Problems to solve:
• A. In the page on correlated priors for occupancy models, what raises the detection probability at a site?
• B. Write out the page on correlated priors again, everything from "We routinely use" down to "should be correlated.", with "uniform prior" switched to "flat prior".
• C. Resume the page on correlated priors for occupancy models from the point where it stops.

We routinely use independent priors for our analyses, implicitly
assuming no correlations. That doesn't mean that posteriors are
not correlated - correlation is never zero - but the correlation
comes from the data. It might be better to include the
correlation coefficient as a parameter in the model, maybe with
a uniform prior, which can then be monitored and a posterior
distribution reported. In multi-species occupancy models
(MSOMs), we expect some species to be both more widespread and
more abundant than others. The more individuals present at the
site, the higher the detection probability, so detection
probability given presence, p , and probability of presence,
psi ,
should be correlated.
A bit of maths
For a univariate normal distribution we can write \(\eta \sim
{\rm N}(\mu, \sigma^2)\), where \(\mu\) is the mean or centre of
the distribution and \(\sigma\) is the scale - and \(\sigma^2\)
is the variance of the distribution.

Provided records:

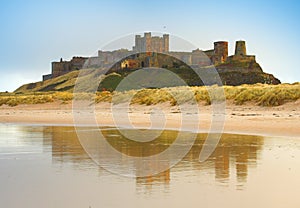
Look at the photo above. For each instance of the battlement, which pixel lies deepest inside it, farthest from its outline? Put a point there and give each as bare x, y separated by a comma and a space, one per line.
217, 56
151, 43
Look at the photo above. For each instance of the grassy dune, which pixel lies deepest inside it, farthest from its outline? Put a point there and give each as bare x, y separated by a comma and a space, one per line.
259, 94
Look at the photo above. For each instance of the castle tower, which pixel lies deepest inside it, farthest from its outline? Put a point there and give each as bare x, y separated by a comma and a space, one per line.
165, 43
148, 44
220, 52
240, 48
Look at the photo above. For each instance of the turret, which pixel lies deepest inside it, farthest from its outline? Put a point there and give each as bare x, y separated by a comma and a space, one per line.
220, 52
240, 48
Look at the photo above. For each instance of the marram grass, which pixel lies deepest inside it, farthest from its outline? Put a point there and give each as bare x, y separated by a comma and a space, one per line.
259, 94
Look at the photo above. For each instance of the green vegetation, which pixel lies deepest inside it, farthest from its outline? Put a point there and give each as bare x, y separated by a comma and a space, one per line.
259, 94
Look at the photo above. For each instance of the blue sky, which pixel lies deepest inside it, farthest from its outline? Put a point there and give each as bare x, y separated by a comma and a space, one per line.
34, 33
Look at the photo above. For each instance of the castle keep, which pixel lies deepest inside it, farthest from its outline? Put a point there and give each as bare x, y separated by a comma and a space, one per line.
148, 44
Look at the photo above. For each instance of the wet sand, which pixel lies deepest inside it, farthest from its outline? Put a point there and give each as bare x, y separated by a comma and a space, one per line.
282, 120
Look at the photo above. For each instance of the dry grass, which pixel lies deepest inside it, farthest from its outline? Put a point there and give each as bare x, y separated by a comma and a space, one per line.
261, 94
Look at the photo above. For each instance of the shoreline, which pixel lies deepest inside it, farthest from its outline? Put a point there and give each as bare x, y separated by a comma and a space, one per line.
280, 121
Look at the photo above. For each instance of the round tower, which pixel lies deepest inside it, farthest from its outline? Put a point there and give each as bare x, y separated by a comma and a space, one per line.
220, 51
240, 48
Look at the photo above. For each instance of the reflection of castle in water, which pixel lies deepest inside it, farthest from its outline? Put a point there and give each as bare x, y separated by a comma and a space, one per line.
234, 153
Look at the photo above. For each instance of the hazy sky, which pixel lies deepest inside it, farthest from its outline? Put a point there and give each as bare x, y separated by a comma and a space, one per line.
34, 33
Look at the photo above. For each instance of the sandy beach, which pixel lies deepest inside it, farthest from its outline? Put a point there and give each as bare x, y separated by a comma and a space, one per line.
282, 120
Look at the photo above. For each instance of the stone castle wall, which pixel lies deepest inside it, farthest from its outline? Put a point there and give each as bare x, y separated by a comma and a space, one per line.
216, 56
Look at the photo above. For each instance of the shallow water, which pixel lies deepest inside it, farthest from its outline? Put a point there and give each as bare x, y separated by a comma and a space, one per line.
44, 166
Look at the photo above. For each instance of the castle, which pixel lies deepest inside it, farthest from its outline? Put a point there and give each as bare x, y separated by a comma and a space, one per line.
217, 56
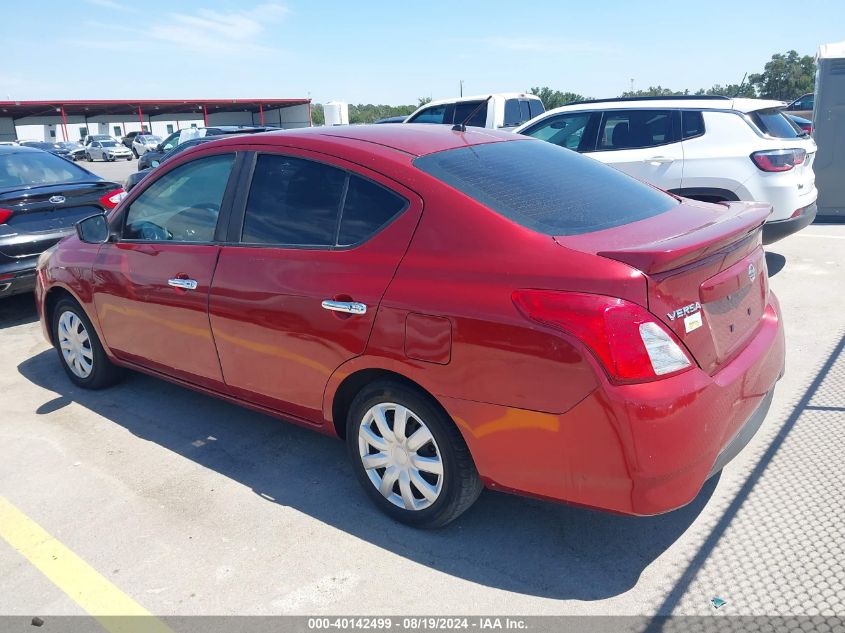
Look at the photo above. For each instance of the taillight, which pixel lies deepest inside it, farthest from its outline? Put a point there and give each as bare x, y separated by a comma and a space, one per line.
626, 338
778, 159
113, 198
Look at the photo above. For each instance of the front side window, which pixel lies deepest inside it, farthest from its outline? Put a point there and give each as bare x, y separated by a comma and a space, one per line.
433, 114
475, 110
633, 129
182, 205
303, 203
566, 130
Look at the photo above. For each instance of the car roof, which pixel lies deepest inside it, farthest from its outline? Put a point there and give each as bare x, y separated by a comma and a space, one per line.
415, 139
17, 149
741, 104
504, 95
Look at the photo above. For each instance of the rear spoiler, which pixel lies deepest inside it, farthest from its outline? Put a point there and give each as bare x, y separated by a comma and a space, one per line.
696, 243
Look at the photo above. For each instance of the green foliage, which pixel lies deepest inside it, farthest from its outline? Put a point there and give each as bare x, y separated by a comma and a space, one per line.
554, 98
655, 91
786, 77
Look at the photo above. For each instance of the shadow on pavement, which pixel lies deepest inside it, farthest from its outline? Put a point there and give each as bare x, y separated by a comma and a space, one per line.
511, 543
774, 263
17, 310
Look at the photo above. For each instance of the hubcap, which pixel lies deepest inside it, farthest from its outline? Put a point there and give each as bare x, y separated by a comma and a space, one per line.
75, 344
400, 456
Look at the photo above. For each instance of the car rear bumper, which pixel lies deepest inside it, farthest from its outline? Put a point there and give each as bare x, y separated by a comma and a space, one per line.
775, 230
639, 449
17, 277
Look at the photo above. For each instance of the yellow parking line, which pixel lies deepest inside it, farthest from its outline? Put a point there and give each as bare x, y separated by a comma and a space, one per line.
81, 582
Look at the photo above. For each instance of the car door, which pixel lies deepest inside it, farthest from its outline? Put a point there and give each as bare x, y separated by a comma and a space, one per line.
644, 144
312, 249
151, 283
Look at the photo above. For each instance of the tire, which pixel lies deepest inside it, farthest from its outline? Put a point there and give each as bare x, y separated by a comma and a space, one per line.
92, 368
448, 494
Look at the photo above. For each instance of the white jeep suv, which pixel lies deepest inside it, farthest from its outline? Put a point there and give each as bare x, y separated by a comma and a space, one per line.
707, 148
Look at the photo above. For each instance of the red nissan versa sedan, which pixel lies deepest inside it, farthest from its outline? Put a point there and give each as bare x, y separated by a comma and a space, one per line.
466, 308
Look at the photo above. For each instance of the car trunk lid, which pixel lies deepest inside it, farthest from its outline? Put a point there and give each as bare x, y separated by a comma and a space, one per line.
704, 268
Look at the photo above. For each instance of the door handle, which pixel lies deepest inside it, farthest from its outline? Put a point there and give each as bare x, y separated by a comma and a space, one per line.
350, 307
184, 284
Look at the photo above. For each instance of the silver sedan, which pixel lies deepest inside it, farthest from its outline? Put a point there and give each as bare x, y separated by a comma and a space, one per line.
107, 150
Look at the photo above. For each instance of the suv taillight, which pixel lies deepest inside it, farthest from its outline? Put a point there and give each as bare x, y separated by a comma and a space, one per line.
113, 198
778, 159
627, 339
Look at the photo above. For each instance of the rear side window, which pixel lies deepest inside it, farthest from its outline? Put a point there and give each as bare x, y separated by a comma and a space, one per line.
633, 129
775, 123
692, 124
434, 114
293, 201
545, 188
298, 202
367, 208
466, 108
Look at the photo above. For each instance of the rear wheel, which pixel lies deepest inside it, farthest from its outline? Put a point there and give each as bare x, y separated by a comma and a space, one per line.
80, 351
409, 456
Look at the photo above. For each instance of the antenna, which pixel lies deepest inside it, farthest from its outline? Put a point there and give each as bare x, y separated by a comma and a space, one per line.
462, 126
741, 84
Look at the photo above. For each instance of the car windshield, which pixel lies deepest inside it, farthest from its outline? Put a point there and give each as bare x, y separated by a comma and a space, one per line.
546, 188
38, 168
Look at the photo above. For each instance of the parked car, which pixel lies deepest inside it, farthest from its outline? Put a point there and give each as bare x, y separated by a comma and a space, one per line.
180, 136
131, 136
144, 143
392, 119
41, 197
54, 148
106, 150
504, 110
802, 106
97, 137
75, 150
714, 149
135, 177
805, 124
623, 343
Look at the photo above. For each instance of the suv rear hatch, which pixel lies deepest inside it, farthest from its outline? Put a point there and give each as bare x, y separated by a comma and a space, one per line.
705, 271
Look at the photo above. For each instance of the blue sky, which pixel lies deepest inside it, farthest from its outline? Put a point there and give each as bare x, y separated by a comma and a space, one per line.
392, 52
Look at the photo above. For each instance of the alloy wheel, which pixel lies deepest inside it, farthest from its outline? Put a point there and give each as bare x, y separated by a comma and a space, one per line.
75, 344
400, 456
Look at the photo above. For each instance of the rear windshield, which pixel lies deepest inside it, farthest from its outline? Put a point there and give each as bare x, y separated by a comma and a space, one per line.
775, 123
545, 187
38, 168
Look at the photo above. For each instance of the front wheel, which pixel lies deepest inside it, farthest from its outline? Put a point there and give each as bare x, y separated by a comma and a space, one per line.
80, 351
409, 456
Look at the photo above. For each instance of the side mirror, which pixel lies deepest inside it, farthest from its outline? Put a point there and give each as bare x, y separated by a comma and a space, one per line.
93, 229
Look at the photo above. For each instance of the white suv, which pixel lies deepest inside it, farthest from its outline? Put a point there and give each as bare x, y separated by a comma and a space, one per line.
706, 148
499, 110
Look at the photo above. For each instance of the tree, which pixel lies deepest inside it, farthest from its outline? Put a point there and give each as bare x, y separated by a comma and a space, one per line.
554, 98
655, 91
786, 76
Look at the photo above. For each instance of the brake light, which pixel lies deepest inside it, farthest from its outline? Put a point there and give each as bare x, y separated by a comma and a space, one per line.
627, 339
778, 159
113, 198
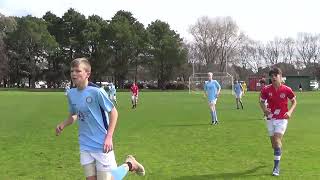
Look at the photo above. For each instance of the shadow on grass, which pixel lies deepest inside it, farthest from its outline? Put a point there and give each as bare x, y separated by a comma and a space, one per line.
223, 175
185, 125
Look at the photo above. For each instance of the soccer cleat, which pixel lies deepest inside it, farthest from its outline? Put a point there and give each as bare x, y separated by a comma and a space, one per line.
136, 166
276, 172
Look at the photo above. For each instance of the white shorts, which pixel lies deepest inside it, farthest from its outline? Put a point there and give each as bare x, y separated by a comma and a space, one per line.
113, 97
277, 126
103, 161
213, 101
238, 95
134, 97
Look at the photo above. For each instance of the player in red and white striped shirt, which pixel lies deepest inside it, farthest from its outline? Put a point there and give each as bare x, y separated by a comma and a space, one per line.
277, 112
135, 92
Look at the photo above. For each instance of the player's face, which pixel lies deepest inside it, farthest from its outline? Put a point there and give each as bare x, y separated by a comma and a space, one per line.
276, 78
79, 75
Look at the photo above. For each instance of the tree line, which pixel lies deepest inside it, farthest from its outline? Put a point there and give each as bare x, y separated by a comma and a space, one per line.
36, 49
122, 48
219, 44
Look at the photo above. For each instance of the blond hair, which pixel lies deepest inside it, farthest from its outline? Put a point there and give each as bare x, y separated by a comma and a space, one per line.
76, 62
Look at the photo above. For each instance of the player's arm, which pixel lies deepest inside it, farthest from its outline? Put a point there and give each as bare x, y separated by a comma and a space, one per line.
70, 120
113, 118
262, 100
205, 94
292, 108
219, 89
107, 106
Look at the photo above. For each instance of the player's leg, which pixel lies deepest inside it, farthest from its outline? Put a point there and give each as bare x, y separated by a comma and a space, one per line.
240, 100
237, 101
213, 112
136, 100
89, 165
132, 101
115, 100
280, 127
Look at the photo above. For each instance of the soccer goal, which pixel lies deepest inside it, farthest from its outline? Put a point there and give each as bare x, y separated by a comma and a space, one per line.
197, 81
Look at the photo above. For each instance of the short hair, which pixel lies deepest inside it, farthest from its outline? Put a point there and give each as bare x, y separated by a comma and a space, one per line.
275, 71
76, 62
262, 81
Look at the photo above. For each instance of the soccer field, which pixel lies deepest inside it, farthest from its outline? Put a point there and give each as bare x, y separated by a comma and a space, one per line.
169, 133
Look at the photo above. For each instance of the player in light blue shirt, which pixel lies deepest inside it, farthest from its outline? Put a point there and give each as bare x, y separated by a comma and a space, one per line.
97, 118
112, 93
212, 90
238, 90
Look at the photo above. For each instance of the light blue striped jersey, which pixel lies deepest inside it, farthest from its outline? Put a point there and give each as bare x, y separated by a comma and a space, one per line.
212, 87
237, 88
91, 105
112, 90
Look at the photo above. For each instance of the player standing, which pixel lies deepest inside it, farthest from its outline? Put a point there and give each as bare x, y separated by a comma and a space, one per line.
212, 90
134, 95
238, 89
277, 112
97, 118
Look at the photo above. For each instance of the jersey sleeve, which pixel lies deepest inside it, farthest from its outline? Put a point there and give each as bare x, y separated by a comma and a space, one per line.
104, 101
217, 84
290, 93
263, 94
71, 107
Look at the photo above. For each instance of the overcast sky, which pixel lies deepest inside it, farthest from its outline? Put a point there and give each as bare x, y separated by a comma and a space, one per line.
260, 19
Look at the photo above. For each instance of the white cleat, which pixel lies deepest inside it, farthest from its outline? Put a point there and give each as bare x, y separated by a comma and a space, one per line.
276, 172
136, 166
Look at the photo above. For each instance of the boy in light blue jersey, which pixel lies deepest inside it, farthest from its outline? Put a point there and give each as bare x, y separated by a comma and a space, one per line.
112, 93
212, 90
97, 118
238, 90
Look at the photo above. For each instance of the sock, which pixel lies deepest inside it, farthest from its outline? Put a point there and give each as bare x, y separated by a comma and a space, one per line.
277, 157
212, 116
241, 104
119, 173
215, 116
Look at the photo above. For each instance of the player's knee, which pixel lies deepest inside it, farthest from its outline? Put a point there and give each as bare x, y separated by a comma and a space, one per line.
90, 170
104, 175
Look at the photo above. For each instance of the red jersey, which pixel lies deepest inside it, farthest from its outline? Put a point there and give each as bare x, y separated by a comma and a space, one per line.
134, 89
277, 99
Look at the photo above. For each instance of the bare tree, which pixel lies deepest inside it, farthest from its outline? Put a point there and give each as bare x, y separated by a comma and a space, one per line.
308, 49
248, 55
288, 50
215, 40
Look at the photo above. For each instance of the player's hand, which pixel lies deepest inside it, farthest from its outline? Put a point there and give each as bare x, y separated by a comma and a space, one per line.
59, 129
287, 115
108, 145
266, 112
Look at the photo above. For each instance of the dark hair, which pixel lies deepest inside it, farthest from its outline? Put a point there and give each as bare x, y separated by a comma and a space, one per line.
275, 71
262, 81
78, 61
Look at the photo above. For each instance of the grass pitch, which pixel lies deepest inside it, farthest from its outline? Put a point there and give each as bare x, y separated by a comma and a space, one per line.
169, 133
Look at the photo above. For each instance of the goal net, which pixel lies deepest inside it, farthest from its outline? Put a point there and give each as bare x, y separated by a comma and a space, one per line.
197, 81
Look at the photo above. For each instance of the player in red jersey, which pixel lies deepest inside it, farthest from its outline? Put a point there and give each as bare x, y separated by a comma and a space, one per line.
277, 112
135, 92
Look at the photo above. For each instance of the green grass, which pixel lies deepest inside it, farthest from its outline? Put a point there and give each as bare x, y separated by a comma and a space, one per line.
169, 133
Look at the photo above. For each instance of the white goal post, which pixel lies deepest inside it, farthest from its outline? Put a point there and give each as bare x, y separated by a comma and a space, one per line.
197, 81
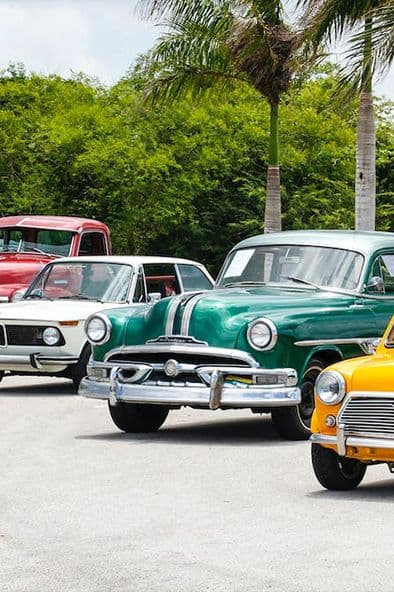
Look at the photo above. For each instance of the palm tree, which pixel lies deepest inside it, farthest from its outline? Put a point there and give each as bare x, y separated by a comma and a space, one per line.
371, 52
216, 41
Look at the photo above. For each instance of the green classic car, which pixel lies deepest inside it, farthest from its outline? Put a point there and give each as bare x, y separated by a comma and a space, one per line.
284, 307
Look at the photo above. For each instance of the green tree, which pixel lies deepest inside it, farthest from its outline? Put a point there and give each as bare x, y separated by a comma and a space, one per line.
371, 51
216, 41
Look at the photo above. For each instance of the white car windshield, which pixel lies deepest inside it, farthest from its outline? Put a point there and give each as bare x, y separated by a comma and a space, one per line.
101, 281
302, 265
35, 240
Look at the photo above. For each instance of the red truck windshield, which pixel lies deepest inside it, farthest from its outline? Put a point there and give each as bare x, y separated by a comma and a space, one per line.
33, 240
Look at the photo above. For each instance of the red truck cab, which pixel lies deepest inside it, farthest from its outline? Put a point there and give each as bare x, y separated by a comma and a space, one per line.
27, 243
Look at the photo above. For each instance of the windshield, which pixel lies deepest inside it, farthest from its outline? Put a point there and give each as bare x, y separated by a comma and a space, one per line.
300, 265
105, 282
34, 240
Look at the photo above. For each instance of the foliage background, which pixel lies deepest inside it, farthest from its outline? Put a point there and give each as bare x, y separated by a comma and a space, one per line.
189, 179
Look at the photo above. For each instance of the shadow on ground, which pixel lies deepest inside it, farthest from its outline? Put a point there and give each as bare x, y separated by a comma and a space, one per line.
58, 388
229, 432
379, 491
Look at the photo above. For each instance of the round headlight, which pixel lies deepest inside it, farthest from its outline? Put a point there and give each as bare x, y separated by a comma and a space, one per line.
262, 334
98, 329
330, 387
51, 336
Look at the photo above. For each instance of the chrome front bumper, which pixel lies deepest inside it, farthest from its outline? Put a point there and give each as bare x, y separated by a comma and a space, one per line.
36, 361
218, 388
341, 441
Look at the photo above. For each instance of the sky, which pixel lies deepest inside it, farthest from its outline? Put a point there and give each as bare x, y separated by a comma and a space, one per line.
101, 38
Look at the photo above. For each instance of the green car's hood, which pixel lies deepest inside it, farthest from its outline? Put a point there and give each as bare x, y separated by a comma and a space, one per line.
220, 317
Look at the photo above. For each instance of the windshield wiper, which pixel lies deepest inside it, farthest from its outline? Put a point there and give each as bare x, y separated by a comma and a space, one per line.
245, 283
302, 281
79, 297
37, 296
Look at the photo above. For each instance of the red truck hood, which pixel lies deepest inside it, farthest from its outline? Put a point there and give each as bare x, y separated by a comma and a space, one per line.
18, 269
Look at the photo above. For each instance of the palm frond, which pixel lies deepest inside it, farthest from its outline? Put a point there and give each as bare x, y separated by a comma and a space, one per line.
328, 20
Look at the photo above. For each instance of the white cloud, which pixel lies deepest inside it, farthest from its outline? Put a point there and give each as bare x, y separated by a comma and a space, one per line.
101, 38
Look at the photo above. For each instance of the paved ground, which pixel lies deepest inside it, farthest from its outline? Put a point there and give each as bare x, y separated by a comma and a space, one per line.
213, 502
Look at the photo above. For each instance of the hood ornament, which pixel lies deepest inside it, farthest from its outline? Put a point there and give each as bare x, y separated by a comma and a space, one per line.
171, 368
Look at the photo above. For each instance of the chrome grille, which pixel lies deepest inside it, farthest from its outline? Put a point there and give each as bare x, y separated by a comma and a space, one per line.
368, 415
198, 359
189, 357
27, 335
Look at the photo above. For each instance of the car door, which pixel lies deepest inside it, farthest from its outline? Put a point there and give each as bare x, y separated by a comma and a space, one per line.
379, 290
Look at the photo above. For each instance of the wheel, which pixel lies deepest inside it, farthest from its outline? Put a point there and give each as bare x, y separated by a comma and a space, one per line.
78, 370
131, 417
334, 471
294, 423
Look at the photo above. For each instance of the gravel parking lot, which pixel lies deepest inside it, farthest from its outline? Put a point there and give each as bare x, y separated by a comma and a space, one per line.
212, 502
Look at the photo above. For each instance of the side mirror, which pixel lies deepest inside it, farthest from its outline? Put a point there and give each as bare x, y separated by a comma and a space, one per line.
375, 284
154, 297
18, 295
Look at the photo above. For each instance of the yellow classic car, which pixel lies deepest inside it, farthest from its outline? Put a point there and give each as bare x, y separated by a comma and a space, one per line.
353, 422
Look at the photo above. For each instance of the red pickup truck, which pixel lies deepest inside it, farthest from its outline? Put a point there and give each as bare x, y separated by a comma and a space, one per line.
27, 243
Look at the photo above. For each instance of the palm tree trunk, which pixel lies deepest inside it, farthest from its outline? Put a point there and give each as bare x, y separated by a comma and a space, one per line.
366, 145
272, 217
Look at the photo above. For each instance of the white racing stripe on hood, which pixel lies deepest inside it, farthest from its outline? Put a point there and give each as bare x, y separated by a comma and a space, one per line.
187, 313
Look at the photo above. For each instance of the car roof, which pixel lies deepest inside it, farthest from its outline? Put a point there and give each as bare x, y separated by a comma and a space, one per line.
51, 223
352, 240
127, 259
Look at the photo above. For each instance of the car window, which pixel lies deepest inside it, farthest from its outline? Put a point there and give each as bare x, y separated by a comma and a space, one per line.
383, 270
103, 281
92, 243
32, 240
293, 264
161, 277
193, 278
140, 292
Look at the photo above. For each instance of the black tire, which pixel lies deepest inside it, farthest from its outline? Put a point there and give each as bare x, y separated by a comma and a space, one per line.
336, 472
294, 423
78, 370
134, 418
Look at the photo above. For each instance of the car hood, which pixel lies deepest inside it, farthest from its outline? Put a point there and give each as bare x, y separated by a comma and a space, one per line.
217, 316
368, 373
51, 310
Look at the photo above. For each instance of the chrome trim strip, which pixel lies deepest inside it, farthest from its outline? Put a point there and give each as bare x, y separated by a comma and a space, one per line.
366, 394
357, 442
187, 313
365, 343
236, 354
341, 440
171, 312
26, 360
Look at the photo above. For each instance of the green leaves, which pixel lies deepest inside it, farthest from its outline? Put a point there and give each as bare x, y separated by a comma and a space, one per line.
186, 179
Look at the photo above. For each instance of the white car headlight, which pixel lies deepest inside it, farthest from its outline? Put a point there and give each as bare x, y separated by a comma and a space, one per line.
330, 387
262, 334
98, 329
51, 336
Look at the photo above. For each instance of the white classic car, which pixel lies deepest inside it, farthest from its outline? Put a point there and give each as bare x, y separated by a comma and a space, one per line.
43, 334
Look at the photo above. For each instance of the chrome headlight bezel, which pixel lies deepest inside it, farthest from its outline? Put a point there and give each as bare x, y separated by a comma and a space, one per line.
337, 382
51, 336
271, 334
106, 325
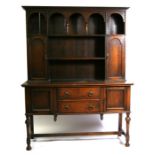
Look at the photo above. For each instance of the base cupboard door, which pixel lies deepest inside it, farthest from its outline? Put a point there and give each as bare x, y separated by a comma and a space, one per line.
117, 99
40, 100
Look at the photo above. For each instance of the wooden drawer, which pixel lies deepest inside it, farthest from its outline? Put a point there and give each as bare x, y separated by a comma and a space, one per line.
76, 93
89, 92
78, 106
68, 93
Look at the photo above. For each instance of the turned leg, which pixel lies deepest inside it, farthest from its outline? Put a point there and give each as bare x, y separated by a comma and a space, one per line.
127, 129
101, 116
119, 124
28, 127
32, 126
55, 117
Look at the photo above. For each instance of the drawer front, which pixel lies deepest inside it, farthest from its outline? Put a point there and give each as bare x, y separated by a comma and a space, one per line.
79, 106
89, 92
67, 93
76, 93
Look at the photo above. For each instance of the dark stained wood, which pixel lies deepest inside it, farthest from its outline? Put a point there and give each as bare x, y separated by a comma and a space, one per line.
115, 58
119, 124
127, 129
77, 134
76, 65
116, 97
79, 106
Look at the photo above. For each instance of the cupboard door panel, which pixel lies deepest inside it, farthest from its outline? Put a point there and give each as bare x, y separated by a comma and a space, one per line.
37, 64
115, 58
40, 100
116, 99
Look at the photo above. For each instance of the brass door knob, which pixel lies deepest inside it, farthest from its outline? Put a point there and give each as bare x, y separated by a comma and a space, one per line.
66, 94
91, 107
90, 93
66, 107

Exercise answers:
• A. Having more individuals present at the site raises the detection probability.

• B.
We routinely use independent priors for our analyses, implicitly
assuming no correlations. That doesn't mean that posteriors are
not correlated - correlation is never zero - but the correlation
comes from the data. It might be better to include the
correlation coefficient as a parameter in the model, maybe with
a flat prior, which can then be monitored and a posterior
distribution reported. In multi-species occupancy models
(MSOMs), we expect some species to be both more widespread and
more abundant than others. The more individuals present at the
site, the higher the detection probability, so detection
probability given presence, p , and probability of presence,
psi ,
should be correlated.

• C.
For a bivariate normal we have 2 variables, \(\eta_1\) and
\(\eta_2\), and 2 means, \(\mu_1\) and \(\mu_2\):
\[\left(\begin{matrix} \eta_1 \\ \eta_2\end{matrix}\right) \sim
{\rm MVN}\left( \left(\begin{matrix} \mu_1 \\
\mu_2\end{matrix}\right) , \Sigma\right) \]
Here \(\Sigma\) is the 2 x 2 covariance matrix (aka
variance-covariance matrix):
\[\left(\begin{matrix} \sigma_1^2 & \sigma_{12} \\
\sigma_{21} & \sigma_2^2\end{matrix}\right)\]
where \(\sigma_i^2\) is the variance of variable \(i\) and
\(\sigma_{12} = \sigma_{21}\) is the covariance between the two
variables. We prefer to work with the correlation coefficient,
\(\rho
= \frac {\sigma_{12}} { \sigma_1 \sigma_2} \), instead of
the covariance; it has values in the range (-1, 1).
Implementing correlated normal priors
In this post we will look at 4 ways to implement correlation
among normally-distributed priors. The first adds a few lines of
code to connect the priors, the other 3 use a multivariate
normal distribution with different ways of specifying the priors
for that. We will focus on bivariate normal variables initially.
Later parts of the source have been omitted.